▸ **Testo di partenza**
----------

Un'appassionata nota dell'avvocato Dante Magnini - «C'erano i papaveri» - Il dono d'un quadro venduto per molti zeri - Il timore di avere peccato d'immodestia
A nome della Famiglia Perugina, l'avvocato Dante Magnini, ha scritto un
appassionato ricordo di Gerardo Dottori.
Ora che il lungo sodalizio si è infranto e m'è d'obbligo ricordarlo, non trovo
che una frase consunta: «perdendolo, Perugia si sente più piccola e spenta».
Però è vero: Gerardo Dottori le aveva trovato orizzonti nuovi e prospettive
diverse.
«Ma non l'ho inventati io - diceva, quasi a scusarsi - l'ho soltanto visti».
Il fatto è che era lui a vederli ed a farceli vedere.
Nei suoi ultimi tempi, pur se lucido ancora, trovava difficoltà a finire un
discorso che fosse lungo: d'improvviso si bloccava, sfuggendogli la parola
adatta. Non perdeva tuttavia l'arguzia.
«Occorrerebbe - mi disse, sorridendo - che dicessi sempre prima la parola che
viene dopo». Ma in fondo era proprio quanto nella sua lunghissima vita aveva
sempre fatto, dicendo per primo ciò che gli altri poi avrebbero ripetuto.
Sin da quando, agli albori del secolo, frequentava l'accademia - e la frequentò
con quella diligenza che lui metteva in tutto quanto faceva - ove l'imburravano
di copie e di stucchi. Un giorno uscì da solo con tavolozza e colori per i prati
vicini e dipinse quell'«Esplosione di rosso su verde» che ora è alla «Tate
Gallery» e precorre e intuisce la pittura moderna.
«Ma c'erano i papaveri» ricordava, quasi a non assumersi meriti.
Ed era vero che ci fossero, perché dopotutto, anzi soprattutto, la sua fu sempre
un'arte concreta, che non inventava, ma interpretava il mistero del mondo. Sia
pur vedendo appunto ciò che gli altri non sapevano.
Forse fu proprio questo suo senso del concreto che gli fece tanto amare la sua
terra. Vi si identificava in tutto: nella riservata mitezza, nella faticata
tenacia, nella struttura insieme solida e ariosa. In quelle forze ascensionali,
diremmo. Ed anche nella fedeltà.
Come artista scelse un suo ruolo e lo seguì, sviluppandolo. Senza curarsi di chi
insegue la moda e senza mai temere le critiche. Temette soltanto di non essere
sé stesso.
E fu Dottori.
Ma, poiché la sua arte rimane e l'uomo che sino a ieri ci illuminò s'è spento,
è questo che vogliamo qui ricordare.
Quell'uomo incomparabile nella sua serenità. Quell'uomo cosi umano. Quell'uomo
che capiva. E che - nella sua tollerante dolcezza - comprendeva tutto e tutti,
anche le tante debolezze e le meschinità.

----------

▸ **Dati forniti**

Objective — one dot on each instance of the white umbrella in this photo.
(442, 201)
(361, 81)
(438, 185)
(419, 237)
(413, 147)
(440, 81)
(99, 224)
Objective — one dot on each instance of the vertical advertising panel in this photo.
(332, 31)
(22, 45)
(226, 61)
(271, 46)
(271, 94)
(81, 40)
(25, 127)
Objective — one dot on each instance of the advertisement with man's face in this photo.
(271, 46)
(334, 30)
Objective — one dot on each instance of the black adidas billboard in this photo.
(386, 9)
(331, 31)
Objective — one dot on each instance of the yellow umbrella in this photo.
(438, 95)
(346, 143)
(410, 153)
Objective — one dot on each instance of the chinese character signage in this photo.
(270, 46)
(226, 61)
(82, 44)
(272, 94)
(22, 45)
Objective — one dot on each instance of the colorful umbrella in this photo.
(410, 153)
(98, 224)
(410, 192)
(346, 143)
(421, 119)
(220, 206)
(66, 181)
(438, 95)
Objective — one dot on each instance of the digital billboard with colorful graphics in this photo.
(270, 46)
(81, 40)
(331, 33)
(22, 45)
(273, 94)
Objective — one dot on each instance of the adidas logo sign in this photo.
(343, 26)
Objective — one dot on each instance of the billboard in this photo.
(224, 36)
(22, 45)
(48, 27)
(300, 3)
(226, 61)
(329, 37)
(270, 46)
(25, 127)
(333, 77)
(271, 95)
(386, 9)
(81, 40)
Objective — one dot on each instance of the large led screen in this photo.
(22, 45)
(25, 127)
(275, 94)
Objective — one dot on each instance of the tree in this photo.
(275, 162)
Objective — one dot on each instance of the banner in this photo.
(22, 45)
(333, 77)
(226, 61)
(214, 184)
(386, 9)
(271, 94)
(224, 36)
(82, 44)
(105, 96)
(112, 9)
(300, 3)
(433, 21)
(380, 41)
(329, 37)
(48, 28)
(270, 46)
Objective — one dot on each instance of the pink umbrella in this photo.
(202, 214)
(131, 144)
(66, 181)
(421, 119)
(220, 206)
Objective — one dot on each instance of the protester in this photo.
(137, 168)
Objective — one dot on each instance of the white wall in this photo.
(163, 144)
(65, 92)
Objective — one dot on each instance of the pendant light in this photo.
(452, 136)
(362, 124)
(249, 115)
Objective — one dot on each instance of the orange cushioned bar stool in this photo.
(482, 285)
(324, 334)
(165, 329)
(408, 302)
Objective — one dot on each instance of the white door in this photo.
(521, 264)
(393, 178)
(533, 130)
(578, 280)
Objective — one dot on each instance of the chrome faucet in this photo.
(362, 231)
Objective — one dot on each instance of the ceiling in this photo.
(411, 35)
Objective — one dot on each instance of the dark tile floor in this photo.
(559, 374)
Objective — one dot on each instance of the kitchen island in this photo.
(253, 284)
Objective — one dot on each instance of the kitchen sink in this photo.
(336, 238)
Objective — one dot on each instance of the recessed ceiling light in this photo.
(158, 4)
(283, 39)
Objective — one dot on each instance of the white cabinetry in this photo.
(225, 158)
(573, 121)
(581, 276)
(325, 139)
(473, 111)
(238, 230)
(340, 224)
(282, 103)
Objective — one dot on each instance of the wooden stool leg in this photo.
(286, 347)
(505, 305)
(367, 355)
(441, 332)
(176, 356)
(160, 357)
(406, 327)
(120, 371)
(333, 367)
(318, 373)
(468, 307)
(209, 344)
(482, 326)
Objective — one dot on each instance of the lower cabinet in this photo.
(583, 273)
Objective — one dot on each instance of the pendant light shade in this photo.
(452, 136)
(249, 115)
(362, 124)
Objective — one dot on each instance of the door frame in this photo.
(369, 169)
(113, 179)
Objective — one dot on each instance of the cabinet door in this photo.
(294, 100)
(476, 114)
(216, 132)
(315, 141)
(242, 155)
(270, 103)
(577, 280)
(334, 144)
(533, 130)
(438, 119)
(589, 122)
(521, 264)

----------

▸ **Obiettivi**
• 1. Trascrivi dal testo su Gerardo Dottori il passo che va da "Ed era vero" fino a "altri non sapevano." compreso.
• 2. Secondo il testo su Gerardo Dottori, dove si trova ora il dipinto «Esplosione di rosso su verde»?
Basati unicamente sul testo su Gerardo Dottori.

▸ **Risposte per compito**
• 1.
Ed era vero che ci fossero, perché dopotutto, anzi soprattutto, la sua fu sempre
un'arte concreta, che non inventava, ma interpretava il mistero del mondo. Sia
pur vedendo appunto ciò che gli altri non sapevano.

• 2. Alla Tate Gallery.